• [Your instructions]: The records below must be copied in full; omit the images.
*** Opening of Entries provided ***
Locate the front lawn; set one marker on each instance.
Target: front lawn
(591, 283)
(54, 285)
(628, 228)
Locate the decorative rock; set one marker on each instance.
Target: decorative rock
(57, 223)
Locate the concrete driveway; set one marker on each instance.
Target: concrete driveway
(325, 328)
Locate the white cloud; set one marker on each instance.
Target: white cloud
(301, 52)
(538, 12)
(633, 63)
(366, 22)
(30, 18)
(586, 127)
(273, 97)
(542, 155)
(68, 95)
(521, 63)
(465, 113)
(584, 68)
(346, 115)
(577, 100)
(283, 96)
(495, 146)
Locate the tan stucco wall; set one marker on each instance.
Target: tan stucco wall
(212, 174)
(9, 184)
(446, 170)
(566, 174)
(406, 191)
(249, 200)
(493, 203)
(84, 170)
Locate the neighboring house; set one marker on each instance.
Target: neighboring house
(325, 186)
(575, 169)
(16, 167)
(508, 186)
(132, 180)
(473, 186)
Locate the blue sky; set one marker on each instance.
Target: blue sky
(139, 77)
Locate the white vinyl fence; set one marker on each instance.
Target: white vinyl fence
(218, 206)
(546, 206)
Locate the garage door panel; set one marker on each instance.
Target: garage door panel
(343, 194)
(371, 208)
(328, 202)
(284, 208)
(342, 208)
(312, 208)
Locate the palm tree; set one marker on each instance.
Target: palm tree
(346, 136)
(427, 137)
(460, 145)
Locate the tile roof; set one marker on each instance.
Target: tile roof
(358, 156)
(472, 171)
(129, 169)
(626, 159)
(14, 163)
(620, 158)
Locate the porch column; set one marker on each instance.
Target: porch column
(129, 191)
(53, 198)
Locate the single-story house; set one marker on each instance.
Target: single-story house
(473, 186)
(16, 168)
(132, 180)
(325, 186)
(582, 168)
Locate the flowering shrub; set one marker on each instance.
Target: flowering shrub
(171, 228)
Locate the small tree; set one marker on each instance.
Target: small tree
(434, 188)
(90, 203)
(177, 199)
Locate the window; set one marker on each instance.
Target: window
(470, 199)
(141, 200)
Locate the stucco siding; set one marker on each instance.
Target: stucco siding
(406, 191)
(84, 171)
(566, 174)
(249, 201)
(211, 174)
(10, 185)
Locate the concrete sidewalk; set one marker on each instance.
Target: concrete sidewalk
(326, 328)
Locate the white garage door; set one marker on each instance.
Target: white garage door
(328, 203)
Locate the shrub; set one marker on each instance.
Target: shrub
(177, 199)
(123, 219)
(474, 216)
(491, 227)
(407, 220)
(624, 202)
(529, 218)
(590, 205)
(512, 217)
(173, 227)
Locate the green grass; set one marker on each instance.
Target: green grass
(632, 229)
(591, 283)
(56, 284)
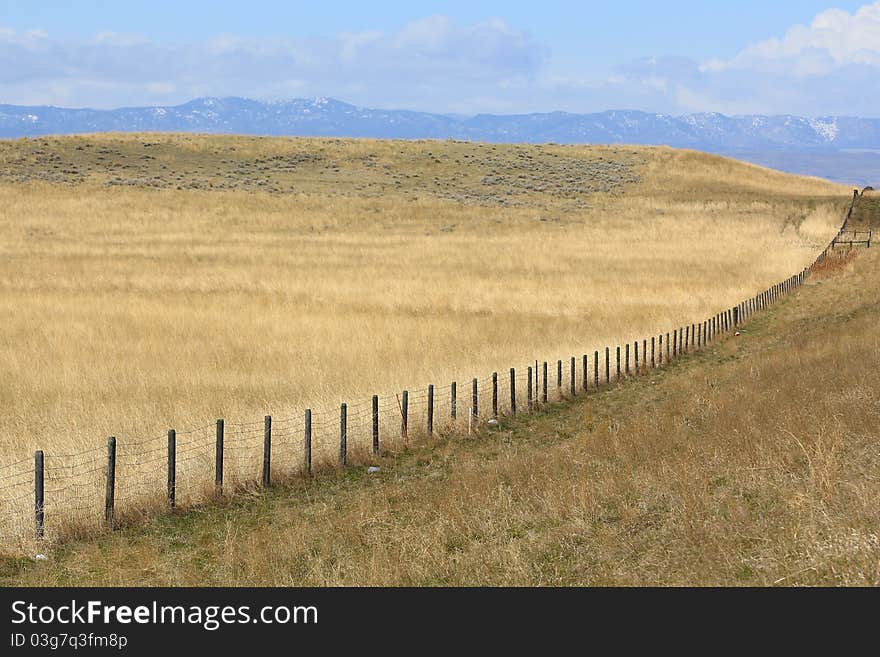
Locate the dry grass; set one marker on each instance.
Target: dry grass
(364, 267)
(752, 462)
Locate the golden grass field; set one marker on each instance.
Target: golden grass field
(152, 281)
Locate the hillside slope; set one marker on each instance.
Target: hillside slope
(751, 462)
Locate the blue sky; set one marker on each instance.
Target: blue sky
(805, 57)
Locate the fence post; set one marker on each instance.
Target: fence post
(512, 391)
(343, 435)
(375, 424)
(307, 443)
(529, 403)
(110, 490)
(267, 450)
(474, 397)
(431, 410)
(544, 384)
(218, 459)
(172, 468)
(404, 417)
(39, 499)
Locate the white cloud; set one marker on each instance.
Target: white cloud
(834, 38)
(830, 66)
(433, 63)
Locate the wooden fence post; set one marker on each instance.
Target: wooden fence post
(404, 417)
(218, 459)
(110, 488)
(474, 398)
(431, 410)
(512, 391)
(172, 468)
(343, 435)
(267, 450)
(39, 490)
(529, 403)
(544, 384)
(375, 418)
(307, 443)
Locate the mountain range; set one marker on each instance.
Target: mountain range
(838, 147)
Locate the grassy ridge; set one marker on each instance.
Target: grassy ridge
(751, 462)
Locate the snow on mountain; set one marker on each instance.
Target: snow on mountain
(328, 117)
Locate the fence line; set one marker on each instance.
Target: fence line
(60, 494)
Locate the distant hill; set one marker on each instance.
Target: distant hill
(810, 146)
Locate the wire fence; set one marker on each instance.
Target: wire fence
(55, 496)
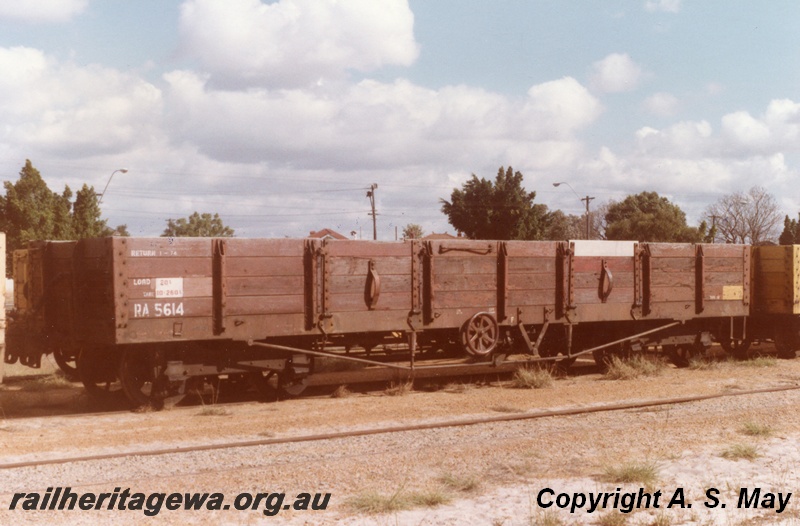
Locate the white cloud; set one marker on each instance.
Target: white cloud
(615, 73)
(295, 42)
(69, 110)
(375, 124)
(41, 10)
(667, 6)
(661, 104)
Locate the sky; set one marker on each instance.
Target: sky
(279, 115)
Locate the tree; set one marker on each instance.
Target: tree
(750, 218)
(561, 227)
(31, 211)
(649, 217)
(197, 225)
(86, 213)
(499, 210)
(412, 231)
(790, 234)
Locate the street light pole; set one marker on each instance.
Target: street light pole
(371, 195)
(123, 170)
(587, 199)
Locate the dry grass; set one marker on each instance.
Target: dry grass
(341, 392)
(46, 383)
(758, 361)
(213, 410)
(612, 518)
(634, 367)
(756, 429)
(506, 409)
(740, 452)
(632, 472)
(461, 483)
(535, 378)
(372, 502)
(399, 389)
(457, 388)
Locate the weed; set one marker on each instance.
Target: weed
(373, 502)
(457, 388)
(546, 518)
(756, 429)
(213, 410)
(465, 483)
(532, 378)
(641, 472)
(45, 383)
(612, 518)
(635, 367)
(506, 409)
(759, 361)
(662, 519)
(700, 363)
(740, 452)
(396, 389)
(341, 392)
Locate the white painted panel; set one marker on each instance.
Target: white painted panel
(598, 248)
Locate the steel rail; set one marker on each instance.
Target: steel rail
(398, 429)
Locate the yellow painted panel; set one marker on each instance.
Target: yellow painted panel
(733, 292)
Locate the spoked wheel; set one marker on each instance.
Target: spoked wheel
(736, 347)
(97, 372)
(68, 363)
(292, 387)
(786, 342)
(480, 335)
(265, 384)
(137, 378)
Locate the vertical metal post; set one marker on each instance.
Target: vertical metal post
(371, 195)
(587, 199)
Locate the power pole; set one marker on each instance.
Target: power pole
(371, 195)
(587, 199)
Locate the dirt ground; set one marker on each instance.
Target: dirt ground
(483, 474)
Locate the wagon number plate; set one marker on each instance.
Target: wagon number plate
(165, 289)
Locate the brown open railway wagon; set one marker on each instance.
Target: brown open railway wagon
(158, 313)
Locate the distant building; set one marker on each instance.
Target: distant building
(326, 233)
(435, 236)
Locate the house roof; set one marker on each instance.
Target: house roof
(435, 236)
(326, 233)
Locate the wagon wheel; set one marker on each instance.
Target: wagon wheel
(602, 358)
(97, 372)
(137, 378)
(786, 341)
(265, 384)
(736, 347)
(68, 363)
(292, 387)
(479, 336)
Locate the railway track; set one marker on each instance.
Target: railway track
(398, 429)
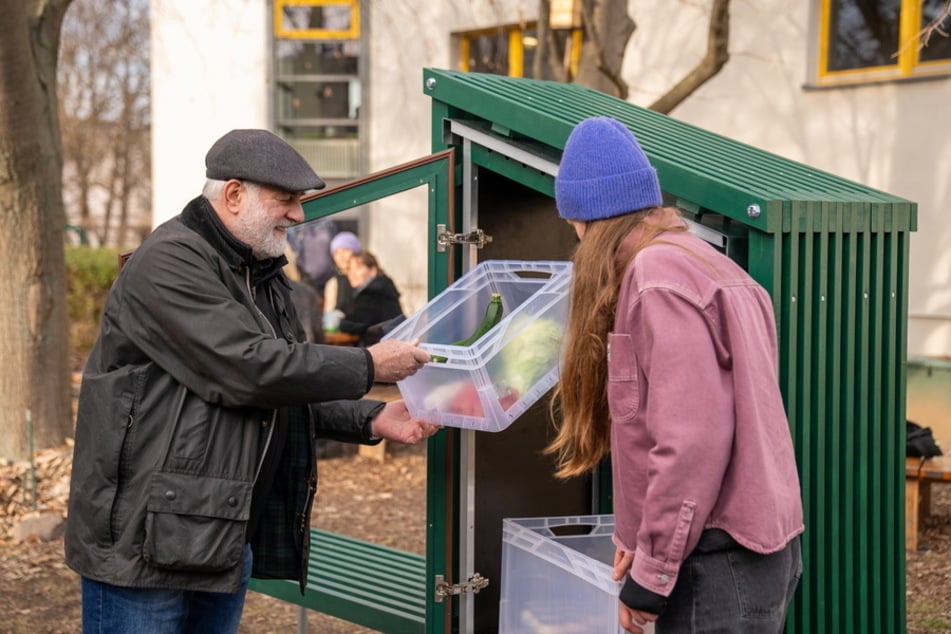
*** Close of Entries provided ***
• [Task answer]:
Locate the front lawn; set one marker on each instance.
Target: front lawn
(591, 283)
(54, 285)
(628, 228)
Locate the decorative rock; set one marker on each instance.
Target: decorative rock
(57, 223)
Locate the concrete driveway; set one marker on each instance.
Target: concrete driveway
(325, 328)
Locate the white cloud; set one marker on each instance.
Target: white cloud
(301, 52)
(538, 12)
(633, 63)
(366, 22)
(30, 18)
(586, 127)
(273, 97)
(542, 155)
(68, 95)
(521, 63)
(465, 113)
(584, 68)
(346, 115)
(577, 100)
(283, 96)
(495, 146)
Locate the tan stucco wall; set one marker on each instance.
Target: tan stucco wall
(212, 174)
(9, 184)
(446, 170)
(566, 174)
(406, 191)
(249, 200)
(493, 203)
(84, 170)
Locate the neighboring house; set one marker on each instance.
Target: neighboring house
(325, 186)
(575, 169)
(16, 167)
(508, 186)
(132, 180)
(473, 186)
Locate the blue sky; set one marker on each instance.
Target: blue sky
(139, 77)
Locate the white vinyl fence; set one marker on each instance.
Target: white vinyl fence
(218, 206)
(546, 206)
Locate the garage door panel; set one marker on each instance.
Target: garage door panel
(343, 194)
(371, 208)
(328, 202)
(284, 208)
(342, 208)
(312, 208)
Locate the palm tree; set one marker on each instance.
Target: palm tree
(346, 136)
(427, 137)
(460, 145)
Locate the tile roof; set one marker on each instance.
Target: tile roof
(358, 156)
(472, 171)
(129, 169)
(626, 159)
(14, 163)
(620, 158)
Locate the porch column; set one marker on each instance.
Target: porch column
(129, 191)
(53, 198)
Locate the single-story house; set one marker on each instance.
Target: single-story house
(473, 186)
(16, 168)
(132, 180)
(325, 186)
(582, 168)
Locate the flowering shrub; set one marker on each instance.
Target: flowering shrub
(171, 228)
Locate the small tree; set one marker on each instance.
Target: small tree
(434, 188)
(90, 203)
(177, 199)
Locate the window; set one marker on each instance.
Target: window
(470, 199)
(141, 200)
Locate the stucco siding; set one marker on each instance.
Target: stucco siding
(406, 191)
(84, 171)
(566, 174)
(249, 201)
(211, 174)
(10, 185)
Locate the concrete sidewalk; set one marker on each instance.
Target: concrete sidewalk
(326, 328)
Locate the white garage door; set one marker on each instance.
Target: white garage door
(328, 203)
Locate the shrub; set one marker on each instance.
Target: shrub
(177, 199)
(123, 219)
(474, 216)
(491, 227)
(407, 220)
(624, 202)
(529, 218)
(590, 205)
(512, 217)
(173, 227)
Locate the green grass; set one marker on each instance.
Target: green grass
(632, 229)
(591, 283)
(56, 284)
Locate the dry grass; set one marker on each instance.
Target: dry grass
(364, 267)
(752, 462)
Locate the golden grass field; set one marker on each instance.
Target: golden grass field
(152, 281)
Locate the hillside slope; set one marker on each instance.
Target: hillside slope
(751, 462)
Locate the blue sky; set one marker on each instance.
Target: blue sky
(805, 57)
Locate the fence post; set one marker on each instance.
Target: fence post
(512, 391)
(343, 435)
(375, 424)
(307, 443)
(529, 403)
(110, 490)
(267, 450)
(474, 397)
(431, 410)
(544, 384)
(218, 459)
(172, 468)
(404, 417)
(39, 499)
Locate the white cloud; set one marker on each instance.
Target: white cloud
(834, 38)
(830, 66)
(433, 63)
Locate the wooden fence post; set one marker on each instance.
Target: wooden fence post
(404, 417)
(218, 459)
(110, 488)
(474, 398)
(431, 410)
(512, 391)
(172, 468)
(343, 435)
(267, 450)
(39, 490)
(529, 403)
(544, 384)
(375, 418)
(307, 443)
Locate the mountain range; set one marker on each instance.
Target: mountain range
(838, 147)
Locate the grassy ridge; set one marker on each instance.
Target: grassy ridge
(751, 462)
Locate the snow on mountain; set one marker on each instance.
Target: snow on mountain
(328, 117)
Locate the fence line; set one marker on each instance.
Target: fence line
(60, 494)
Locate the distant hill; set one marker on each instance.
Target: distant hill
(810, 146)
Locate the wire fence; set one marker on each instance.
Target: wire fence
(55, 496)
Locate the white cloud; set one marker on each instance.
Target: white cloud
(615, 73)
(295, 42)
(69, 110)
(375, 124)
(41, 10)
(667, 6)
(661, 104)
Locate the sky; set one marker on each instance.
Target: sky
(279, 115)
Locate the tree; set one marker on each instance.
Target: tree
(750, 218)
(561, 227)
(31, 211)
(649, 217)
(197, 225)
(86, 213)
(499, 210)
(412, 231)
(790, 234)
Locate the street light pole; set one marker on each instance.
Target: street light pole
(371, 195)
(123, 170)
(587, 199)
Locate the dry grass; set one marker on each instance.
Target: dry grass
(341, 392)
(46, 383)
(758, 361)
(213, 410)
(612, 518)
(634, 367)
(756, 429)
(506, 409)
(740, 452)
(632, 472)
(461, 483)
(535, 378)
(372, 502)
(399, 389)
(457, 388)
Locate the weed; set one marker on each instance.
Target: weed
(373, 502)
(457, 388)
(546, 518)
(756, 429)
(213, 410)
(465, 483)
(532, 378)
(641, 472)
(45, 383)
(612, 518)
(635, 367)
(506, 409)
(759, 361)
(662, 519)
(700, 363)
(740, 452)
(396, 389)
(341, 392)
Locate the white painted panel; set one marker on each instance.
Target: white painted panel
(598, 248)
Locate the steel rail; set one marker on each instance.
Target: steel rail
(398, 429)
Locate the yellow painted panel; set one marker on each instance.
Target: yellow painted panel
(733, 292)
Locate the spoked wheel; set one marker on each instance.
Target: spoked wheel
(736, 347)
(97, 372)
(68, 363)
(292, 387)
(786, 342)
(480, 335)
(265, 384)
(137, 378)
Locate the vertical metal post; set one marker on each instance.
Target: vertical metal post
(371, 195)
(587, 199)
Locate the power pole; set one marker on each instance.
Target: power pole
(371, 195)
(587, 199)
Locate the dirt ground; set one marker on each instance.
Target: dirt ground
(483, 474)
Locate the wagon number plate; set one marker on each instance.
Target: wagon number plate
(165, 289)
Locate the brown open railway wagon; set one marker on each instance.
Target: brown open railway wagon
(158, 313)
Locate the distant building; set one marker on each instance.
Target: distant building
(326, 233)
(435, 236)
Locate the house roof; set one marker on each instance.
Target: house roof
(435, 236)
(326, 233)
Locate the wagon wheel; set one marker on each instance.
Target: wagon wheel
(602, 358)
(97, 372)
(137, 378)
(786, 341)
(265, 384)
(736, 347)
(68, 363)
(292, 387)
(479, 336)
Locate the railway track; set one marker on each instance.
Target: railway track
(398, 429)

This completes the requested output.